### SELECTED PASSAGE:
<<<<
Diaz-Matos, Mary-Louise Gentile #2

Interviewee: Mary-Louise Gentile Diaz-Matos
Narrator: Jean McMillen
File No: 16/ Tape 163A
Place of Interview: Scoville Memorial Library
Date: June 13, 2023

Summary of Talk: local people: Margaret Williams, Wanda Landowska, Denise Restout, Connie Smith, the Knowlton family, Carol Peters, George Ernst, St Mary’s church

Interview Audio

Interview Transcript

Mary-Louise Gentile Diaz-Matos Interview #2

This is Jean McMillen. Today’s date is June 13, 2023. I am interview Mary-Louise Gentile Diaz-Matos for the second time. She is going to talk about a few of the local people that she remembers from the 1950s to 1970s.  Then she is going to talk about St. Mary’s Church. This is tape 163A

JM:       What is your name?

MLG:    Mary-Louise Diaz-Matos, my maiden name was Gentile.

JM:       Would you give me your memories and a description of Margaret Williams?

MLG:    Margaret Williams lived in the Holley-William house which was across the street from the Holley Block where I grew up until I was age 8.  Miss Williams had a routine every day of walking her front porch 100 times, back and forth, back and forth, several times a day. When I was about 4 years old, I remember she invited me to come over and join her.  My mother walked me across the street, and we walked back and forth. She held my hand. Margaret never had any children of her own so I think I was special to her because she made an effort to give me juice, or a cookie or a cracker when we were finished. Then she never walked me back home.  My mother would be watching out the window and then should come across the street to pick me up.

JM:       What was her hair color?

MLG:    She had frosted grey hair and she wore her hair in a bun on the back of her neck.
>>>>
### OBJECTIVE 1:
List every individual person named in the "Summary of Talk" line of the interview transcript, leaving out any family or church.
The interview transcript and the rows that come next have no connection to each other.

### MATERIALS PROVIDED:
<<<<
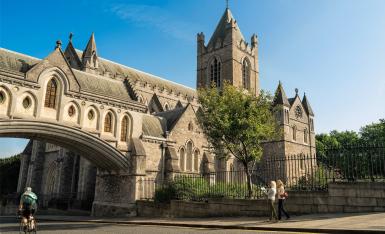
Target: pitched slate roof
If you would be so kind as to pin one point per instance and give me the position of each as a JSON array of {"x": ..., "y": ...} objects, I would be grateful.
[
  {"x": 102, "y": 86},
  {"x": 280, "y": 97},
  {"x": 96, "y": 84},
  {"x": 15, "y": 61},
  {"x": 90, "y": 48},
  {"x": 137, "y": 75},
  {"x": 89, "y": 83},
  {"x": 222, "y": 27},
  {"x": 307, "y": 106},
  {"x": 172, "y": 116}
]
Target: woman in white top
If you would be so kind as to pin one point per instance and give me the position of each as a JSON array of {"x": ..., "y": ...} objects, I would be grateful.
[
  {"x": 281, "y": 199},
  {"x": 271, "y": 199}
]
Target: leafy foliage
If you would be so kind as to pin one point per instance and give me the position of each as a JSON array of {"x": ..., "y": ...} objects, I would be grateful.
[
  {"x": 198, "y": 188},
  {"x": 237, "y": 123},
  {"x": 344, "y": 151}
]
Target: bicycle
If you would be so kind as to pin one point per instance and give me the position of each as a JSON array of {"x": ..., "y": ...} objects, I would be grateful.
[{"x": 28, "y": 227}]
>>>>
### OBJECTIVE 2:
Copy all of the rows above word for word, leaving out the pictures.

### CORRECT OUTPUT 1:
Margaret Williams, Wanda Landowska, Denise Restout, Connie Smith, Carol Peters, George Ernst

### CORRECT OUTPUT 2:
Target: pitched slate roof
If you would be so kind as to pin one point per instance and give me the position of each as a JSON array of {"x": ..., "y": ...} objects, I would be grateful.
[
  {"x": 102, "y": 86},
  {"x": 280, "y": 97},
  {"x": 96, "y": 84},
  {"x": 15, "y": 61},
  {"x": 90, "y": 48},
  {"x": 137, "y": 75},
  {"x": 89, "y": 83},
  {"x": 222, "y": 27},
  {"x": 307, "y": 106},
  {"x": 172, "y": 116}
]
Target: woman in white top
If you would be so kind as to pin one point per instance and give me the position of each as a JSON array of {"x": ..., "y": ...} objects, I would be grateful.
[
  {"x": 281, "y": 199},
  {"x": 271, "y": 199}
]
Target: leafy foliage
If you would be so kind as to pin one point per instance and give me the position of each as a JSON array of {"x": ..., "y": ...} objects, I would be grateful.
[
  {"x": 198, "y": 188},
  {"x": 237, "y": 123},
  {"x": 344, "y": 151}
]
Target: bicycle
If you would be so kind as to pin one point per instance and give me the position of each as a JSON array of {"x": ..., "y": ...} objects, I would be grateful.
[{"x": 28, "y": 227}]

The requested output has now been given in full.